- _PROBLEM DETAILS_: Exact reproduction of all the entries is required, without any of their pictures.

Natural-language object grounding data
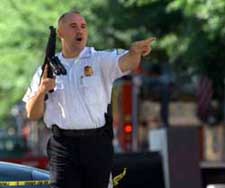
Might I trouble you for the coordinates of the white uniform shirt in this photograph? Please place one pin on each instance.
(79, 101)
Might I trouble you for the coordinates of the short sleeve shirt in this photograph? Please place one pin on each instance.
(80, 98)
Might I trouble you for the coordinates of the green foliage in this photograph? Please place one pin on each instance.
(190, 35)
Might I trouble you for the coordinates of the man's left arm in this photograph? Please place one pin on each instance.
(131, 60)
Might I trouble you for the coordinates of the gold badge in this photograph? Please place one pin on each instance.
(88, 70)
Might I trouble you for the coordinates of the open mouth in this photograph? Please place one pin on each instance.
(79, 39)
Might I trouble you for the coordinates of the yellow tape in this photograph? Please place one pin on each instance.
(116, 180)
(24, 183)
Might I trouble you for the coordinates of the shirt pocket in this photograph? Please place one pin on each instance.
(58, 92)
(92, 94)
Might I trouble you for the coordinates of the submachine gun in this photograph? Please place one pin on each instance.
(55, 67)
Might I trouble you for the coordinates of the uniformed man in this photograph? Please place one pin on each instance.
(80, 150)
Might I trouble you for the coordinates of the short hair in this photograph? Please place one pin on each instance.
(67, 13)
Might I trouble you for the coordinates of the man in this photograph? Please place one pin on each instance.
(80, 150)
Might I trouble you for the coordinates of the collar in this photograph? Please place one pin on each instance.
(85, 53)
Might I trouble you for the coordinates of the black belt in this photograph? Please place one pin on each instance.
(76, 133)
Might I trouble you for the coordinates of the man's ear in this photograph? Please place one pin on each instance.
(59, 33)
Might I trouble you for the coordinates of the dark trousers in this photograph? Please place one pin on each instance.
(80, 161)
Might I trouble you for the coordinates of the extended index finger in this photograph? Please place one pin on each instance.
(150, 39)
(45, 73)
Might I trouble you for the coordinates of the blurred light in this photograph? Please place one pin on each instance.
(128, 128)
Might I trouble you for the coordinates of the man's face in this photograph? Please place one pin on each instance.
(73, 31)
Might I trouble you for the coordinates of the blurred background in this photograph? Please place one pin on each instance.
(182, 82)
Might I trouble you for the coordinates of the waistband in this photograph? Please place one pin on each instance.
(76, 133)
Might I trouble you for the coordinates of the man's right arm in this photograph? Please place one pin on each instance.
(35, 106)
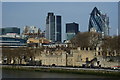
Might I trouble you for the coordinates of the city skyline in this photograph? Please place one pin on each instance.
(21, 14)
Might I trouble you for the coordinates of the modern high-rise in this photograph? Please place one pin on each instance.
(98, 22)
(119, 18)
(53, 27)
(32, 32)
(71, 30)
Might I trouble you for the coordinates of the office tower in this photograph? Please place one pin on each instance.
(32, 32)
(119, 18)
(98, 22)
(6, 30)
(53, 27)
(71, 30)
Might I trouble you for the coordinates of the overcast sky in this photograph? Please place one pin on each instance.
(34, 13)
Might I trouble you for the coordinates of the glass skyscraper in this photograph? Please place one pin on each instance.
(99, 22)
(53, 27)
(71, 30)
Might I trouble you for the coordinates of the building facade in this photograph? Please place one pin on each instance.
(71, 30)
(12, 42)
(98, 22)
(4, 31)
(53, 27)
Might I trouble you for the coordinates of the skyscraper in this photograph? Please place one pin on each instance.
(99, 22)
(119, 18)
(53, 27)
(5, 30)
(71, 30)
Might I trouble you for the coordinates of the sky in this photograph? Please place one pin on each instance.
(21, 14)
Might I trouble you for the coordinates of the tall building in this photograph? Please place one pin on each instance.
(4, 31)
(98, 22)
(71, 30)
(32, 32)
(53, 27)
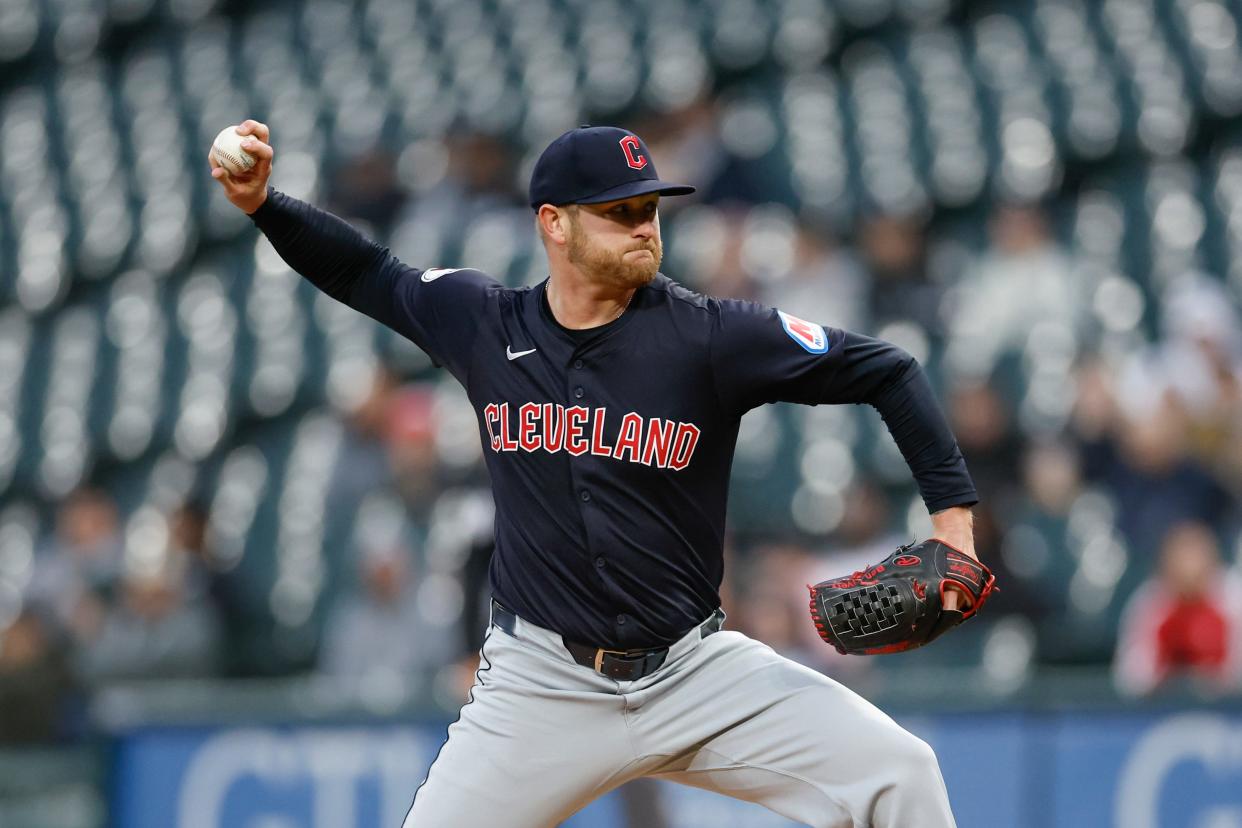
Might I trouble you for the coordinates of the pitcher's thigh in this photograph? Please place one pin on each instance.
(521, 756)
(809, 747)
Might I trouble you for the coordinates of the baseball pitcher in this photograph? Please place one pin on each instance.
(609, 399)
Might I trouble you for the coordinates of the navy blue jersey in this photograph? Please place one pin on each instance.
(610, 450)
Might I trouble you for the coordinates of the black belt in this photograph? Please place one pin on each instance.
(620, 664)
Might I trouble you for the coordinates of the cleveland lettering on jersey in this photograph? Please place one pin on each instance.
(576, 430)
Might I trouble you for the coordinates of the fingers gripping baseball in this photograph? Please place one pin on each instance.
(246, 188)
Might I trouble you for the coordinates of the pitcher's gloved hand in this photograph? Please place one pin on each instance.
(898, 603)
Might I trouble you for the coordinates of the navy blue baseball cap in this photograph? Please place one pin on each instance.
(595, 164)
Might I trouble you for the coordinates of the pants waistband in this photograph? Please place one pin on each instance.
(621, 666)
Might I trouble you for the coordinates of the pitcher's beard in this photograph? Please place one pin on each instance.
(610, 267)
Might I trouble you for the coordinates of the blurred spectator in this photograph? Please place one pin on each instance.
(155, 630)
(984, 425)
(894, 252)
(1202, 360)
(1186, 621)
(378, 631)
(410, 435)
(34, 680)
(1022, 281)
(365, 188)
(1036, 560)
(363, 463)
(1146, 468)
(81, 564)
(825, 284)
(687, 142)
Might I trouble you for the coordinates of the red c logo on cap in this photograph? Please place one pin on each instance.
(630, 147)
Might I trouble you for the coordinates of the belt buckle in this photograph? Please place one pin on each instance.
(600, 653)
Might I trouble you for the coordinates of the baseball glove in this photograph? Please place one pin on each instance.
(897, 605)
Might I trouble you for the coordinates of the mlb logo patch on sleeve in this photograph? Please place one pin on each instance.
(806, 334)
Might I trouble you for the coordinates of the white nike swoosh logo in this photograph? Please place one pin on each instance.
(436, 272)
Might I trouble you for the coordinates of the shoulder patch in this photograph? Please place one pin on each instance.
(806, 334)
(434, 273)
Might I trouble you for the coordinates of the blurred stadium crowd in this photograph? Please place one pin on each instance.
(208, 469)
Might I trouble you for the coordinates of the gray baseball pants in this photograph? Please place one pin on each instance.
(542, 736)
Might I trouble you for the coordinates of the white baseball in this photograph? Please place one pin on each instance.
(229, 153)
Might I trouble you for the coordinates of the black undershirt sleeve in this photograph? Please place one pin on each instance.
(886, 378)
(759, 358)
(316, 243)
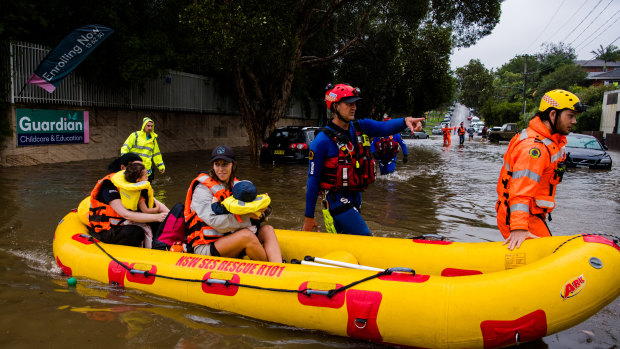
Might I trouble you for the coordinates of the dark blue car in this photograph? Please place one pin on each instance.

- _EXERCISE RESULT_:
Might I trouble you for the coordinates of the white uniform shirt in this photograph? Please place one pin on each instance.
(79, 101)
Might I trouble you for the coordinates of the short sleeve shirt in this photograph? Please place one pin on each instance.
(80, 98)
Might I trouble you for the coordinates of the green foliage in this photograph? Please place one pin on each instance.
(190, 35)
Might I trouble you for the coordinates of the man's left arm in this photograph? Please place one pin on each instance.
(131, 60)
Might I trouble you for the coordinates of the gold badge in this photograph? Please place one pin on each instance.
(88, 70)
Might I trouble you for the coordinates of the open mouth in this photograph? Please place one pin on each instance.
(79, 39)
Might I trouble you for the coordinates of the yellow tape in this photograph? Please place one pin on each instance.
(116, 180)
(24, 183)
Might I trouble you for the coordinates of the shirt pocket in this photograph? Please place one pin on each instance.
(58, 92)
(92, 94)
Might I trouble you for the coordinates of the submachine gun in this photograph? Please place one pin on each instance.
(55, 67)
Might I trouble you for the coordinates of the uniformed man in this photograph? Please place one pin on each instance.
(80, 150)
Might I trouble you for the coordinates of the short hair in this photograph? Please place one pin on each instance.
(67, 13)
Might I trouble you for the coordinates of the man in this photograph? Please place one pin on each instance.
(80, 150)
Might I trouble you for the coordinates of the collar in this photograph? Please place one pin on each instance.
(85, 53)
Might I trouble you for the coordinates of the black belt in this photograph? Please place one pin on each instance.
(76, 133)
Might I trouble you for the coordinates of the man's ear in this photograph? Please place one pin on each instance.
(59, 33)
Might I trouble you for the coordinates of the dark trousers in this photograph? Please place one pin on each instance.
(80, 161)
Might I trouble you for the coordinates of the extended index finger in this photograph? Please place one pin on each instance.
(150, 39)
(45, 73)
Might I trouble you for the coordinates of the blurred light in this photograph? Please place one pin on each instance.
(128, 128)
Might I trouble you for the coordinates of the man's face in this photograph? Please place one pin on each instance.
(73, 31)
Might I trouble you for the coordinates of the blurred background in this photograph? Please place one pin on each instance.
(182, 82)
Might I trouble you for the coordinates of the waistband in this photograph? Please place one pin on each instance.
(76, 133)
Might I trouble you for the coordinates of the man's right arm in this photograph? Please place one pin on each instance.
(35, 106)
Might I trouble you for the coordinates of the city skyline in this photograph? Please place one pin on each instance.
(21, 14)
Might I trouble you for the coordinates of the modern high-rise in this photograph? Please place one pin on each instance.
(98, 22)
(119, 18)
(53, 27)
(32, 32)
(71, 30)
Might I trouble you for the coordinates of the office tower in this photograph? Please place one pin on each instance.
(32, 32)
(119, 18)
(98, 22)
(6, 30)
(53, 27)
(71, 30)
Might I trouble you for the coordinates of the overcast sky in this photograph? Please place one pin on each instance.
(34, 13)
Might I trouble you for the coordinates of the glass skyscraper in this photograph? Please place one pin on each instance.
(99, 22)
(53, 27)
(71, 30)
Might I trouble you for the coordinates of the building facade in this photograph? Please place one pin on each instance.
(71, 30)
(12, 42)
(98, 22)
(4, 31)
(53, 27)
Might I trouble you for the coordinates of the skyscraper in this photograph? Please place one pin on each instance.
(99, 22)
(119, 18)
(53, 27)
(5, 30)
(71, 30)
Might I trouble you for the coordinates of the sky in this photograph? Please place one pin on each instance.
(21, 14)
Might I trouble you for the coordinates of the tall building in this photograph? Please place one pin on each instance.
(4, 31)
(98, 22)
(71, 30)
(32, 32)
(53, 27)
Might I trouble you for the coordinates of the pitcher's thigh in this photograph? Please place one pin on each instance.
(521, 756)
(809, 747)
Might I trouble you for the coordinates of the baseball pitcher in this photograph? Please place one pin on each instance.
(609, 399)
Might I trouble you for the coordinates of the navy blue jersey in this photograph? Please place one pin on each instance.
(610, 450)
Might I trouble you for the coordinates of the black belt in this photograph? Please place one pin on each instance.
(620, 664)
Might I trouble you for the coordinates of the cleveland lettering on jersey in this photograph? Please place one pin on each instance.
(576, 430)
Might I trouble you for the coordinates of the fingers gripping baseball in this photograph? Please place one pin on each instance.
(246, 188)
Might I trouble you for the coordinates of the pitcher's gloved hand in this photograph? Please place one pin on each instance.
(898, 603)
Might I trouble you for the coordinates of the navy blue baseball cap in this photograph? Please place one pin on each instance.
(595, 164)
Might I trouble you for the coordinates of the pants waistband in this photograph? Please place one pin on each instance.
(621, 666)
Might I trouble you for the coordinates of the pitcher's beard in this photograph? Please place one pin on each instance.
(610, 267)
Might I trouble you for the coordinates of the blurred spectator in this photograph? Please place one pin on each instance.
(155, 630)
(984, 425)
(894, 252)
(1202, 360)
(1186, 621)
(378, 631)
(410, 435)
(34, 680)
(1022, 281)
(365, 188)
(1036, 560)
(363, 463)
(1146, 468)
(81, 564)
(825, 284)
(687, 142)
Might I trouble you for the coordinates of the red c logo on cap in this photograph? Please place one pin on each instance.
(630, 147)
Might I trouble you for the coordinates of the belt buckle in this photograph? Please place one pin on each instance.
(600, 653)
Might I trouble you for the coordinates of the baseball glove in this photograph? Please place one pin on each instance.
(897, 605)
Might I trouble you for the coordinates of the mlb logo patch on sleeve in this photograph? Please place one pin on each instance.
(806, 334)
Might I trouble you for the coordinates of the white nike swoosh logo in this photograph? Please place one pin on each instance.
(436, 272)
Might I trouble you for the coordinates of the shoulder patch in this photograph? Please place one pin on each instance.
(806, 334)
(434, 273)
Might I trouble you for the coordinates of the blurred stadium crowd in this photograph? Please place one pin on each instance.
(208, 469)
Might I trouble you for the coordinates of the gray baseball pants in this photograph? Please place one pin on each instance.
(542, 736)
Might I trouble you for the coordinates of the white baseball in this photograph? Please place one pin on each instance.
(229, 153)
Might I trouble you for the coordinates of the black undershirt sleeve in this photograph? Please place one pin on each instance.
(886, 378)
(759, 358)
(316, 243)
Might I trouble you for the coordinates of the dark blue car in this photograph? Please place one pin on each instance.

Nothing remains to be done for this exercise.